[Location identification items]
= = =

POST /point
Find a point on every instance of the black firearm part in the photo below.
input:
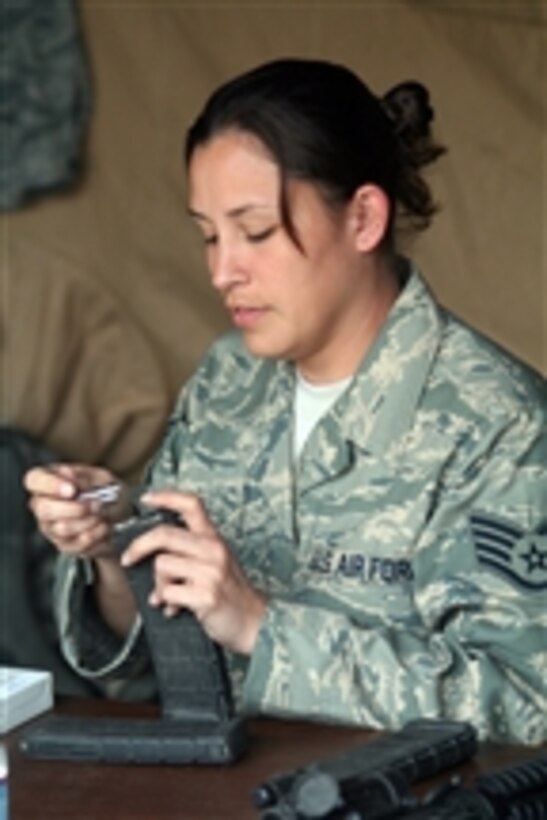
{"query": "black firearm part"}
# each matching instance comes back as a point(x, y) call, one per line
point(517, 792)
point(376, 774)
point(198, 723)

= = =

▶ Given problem: Rewrite the items with "instance" swapped for "occurrence" everywhere it occurs, changing nothing else. Omit the pictures from your answer.

▶ Task response:
POST /point
Find a point on every occurrence of the black firearm part in the photo below.
input:
{"query": "black firearm part"}
# each matching occurrence comes back as a point(x, y) call, one per line
point(517, 792)
point(376, 774)
point(198, 723)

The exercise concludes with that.